• **WHAT NEEDS TO BE DONE**
Convert the entries below into a two-column CSV headed instruction and points, one row per entry, with each entry's text under instruction and its answer under points, every field in double quotes and line breaks replaced by spaces. Omit the pictures.

(Point annotation data)
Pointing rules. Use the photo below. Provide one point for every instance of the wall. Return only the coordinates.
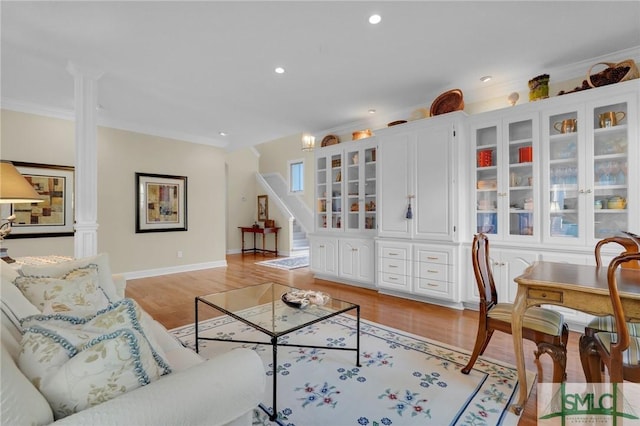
(242, 165)
(121, 154)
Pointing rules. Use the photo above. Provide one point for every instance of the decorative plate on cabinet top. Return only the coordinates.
(330, 140)
(449, 101)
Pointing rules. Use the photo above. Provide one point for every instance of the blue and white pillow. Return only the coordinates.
(78, 362)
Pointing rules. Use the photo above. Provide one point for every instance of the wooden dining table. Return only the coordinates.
(580, 287)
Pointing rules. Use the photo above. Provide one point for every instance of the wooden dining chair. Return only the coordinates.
(607, 323)
(546, 328)
(619, 351)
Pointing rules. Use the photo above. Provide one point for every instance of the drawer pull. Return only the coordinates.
(555, 296)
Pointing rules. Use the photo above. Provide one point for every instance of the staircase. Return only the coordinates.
(300, 241)
(277, 187)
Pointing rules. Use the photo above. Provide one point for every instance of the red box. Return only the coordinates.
(485, 158)
(526, 154)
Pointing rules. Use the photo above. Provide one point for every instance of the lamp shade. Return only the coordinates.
(14, 188)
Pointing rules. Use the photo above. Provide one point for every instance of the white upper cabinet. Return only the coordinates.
(506, 180)
(346, 187)
(417, 185)
(590, 170)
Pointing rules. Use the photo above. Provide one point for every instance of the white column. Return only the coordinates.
(86, 162)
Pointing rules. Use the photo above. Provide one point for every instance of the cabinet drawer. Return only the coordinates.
(539, 294)
(433, 271)
(432, 287)
(441, 257)
(393, 253)
(394, 266)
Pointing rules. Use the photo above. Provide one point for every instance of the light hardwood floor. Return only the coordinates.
(170, 300)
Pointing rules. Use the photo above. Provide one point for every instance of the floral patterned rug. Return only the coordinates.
(294, 262)
(403, 380)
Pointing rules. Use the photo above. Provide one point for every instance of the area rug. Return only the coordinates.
(403, 380)
(287, 262)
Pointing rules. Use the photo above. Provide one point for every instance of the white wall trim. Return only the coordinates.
(173, 270)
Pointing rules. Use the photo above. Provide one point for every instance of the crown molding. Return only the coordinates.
(486, 92)
(105, 121)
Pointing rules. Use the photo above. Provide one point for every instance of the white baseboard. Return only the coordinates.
(174, 270)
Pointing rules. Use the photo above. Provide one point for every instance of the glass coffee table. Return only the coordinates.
(277, 319)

• **OUTPUT FOR THIS TASK**
instruction,points
"Pointing rules. Use the photo below. Provide one point for every instance of the wall. Return only the coordinates.","(242, 165) (121, 154)"
"Pointing rules. Use the photo above. Provide one point for every instance of the decorative plate on cabinet top. Return only the coordinates.","(330, 140) (449, 101)"
"Pointing rules. Use the photo above. Provide one point for every instance of the blue and white pillow. Return only the coordinates.","(78, 362)"
"Pointing rules. Use the photo above. Provide one point for every instance of the wooden dining table. Return only the coordinates.","(580, 287)"
"Pointing rules. Use the photo above. Provide one point for every instance of the wooden dining chair. Return only the coordinates.","(607, 323) (546, 328) (619, 351)"
"Pointing rules. Use the photo above. Provide one point for every instance of the drawer pull. Return only the coordinates.","(555, 296)"
"Pointing rules. Use the photo above. Provide one point for every instance of the staircase. Return only the coordinates.","(300, 241) (277, 187)"
"Pointing rules. Use the photo above. Provide one point for every instance of the red box. Return only the coordinates.","(485, 158) (526, 154)"
"Pointing rules. Use the photo above. Provide one point for every instance of the lamp shade. Return only the coordinates.","(14, 188)"
"Pointing rules. Use the photo above. Provide one point for every instance of the white upper cabinet. Return only the coordinates.","(506, 180) (346, 187) (417, 185) (590, 170)"
"Pointing rules. Use the photo above. Provide one point for every instance of the white column. Return only the coordinates.","(86, 162)"
"Pointing rules. Use the photo above. Provide one point for every instance of the cabinet drawer. Return only the coordinates.","(539, 294) (433, 271) (432, 287) (441, 257) (393, 253) (394, 266)"
"Pointing rules. Use the photo above. Provide one point for every instance of the light hardwood floor. Return only the coordinates.","(170, 300)"
"Pointing rules. Use the photo above. Provide one point for every instance of the floral patterned rug. Return only the coordinates.","(294, 262) (403, 380)"
"Pointing rules. Use the photo above. Provide one point for every instance of the area rug. Return only the coordinates.","(403, 380) (287, 262)"
"Pointing rules. Use the photo above. Provide one point for every instance of the white wall trim. Return only the coordinates.","(173, 270)"
"Pointing rules. Use the photo above. Provide one point for every instance of the crown molding. Return only the coordinates.","(486, 92) (105, 121)"
"Pointing rules. Use the photo above. Provide one point for every instance of the white baseboard. Return only the coordinates.","(174, 270)"
"Pointing rules. Use the photo above. Provide one point for every instance of the glass coffee table. Return only the coordinates.","(277, 319)"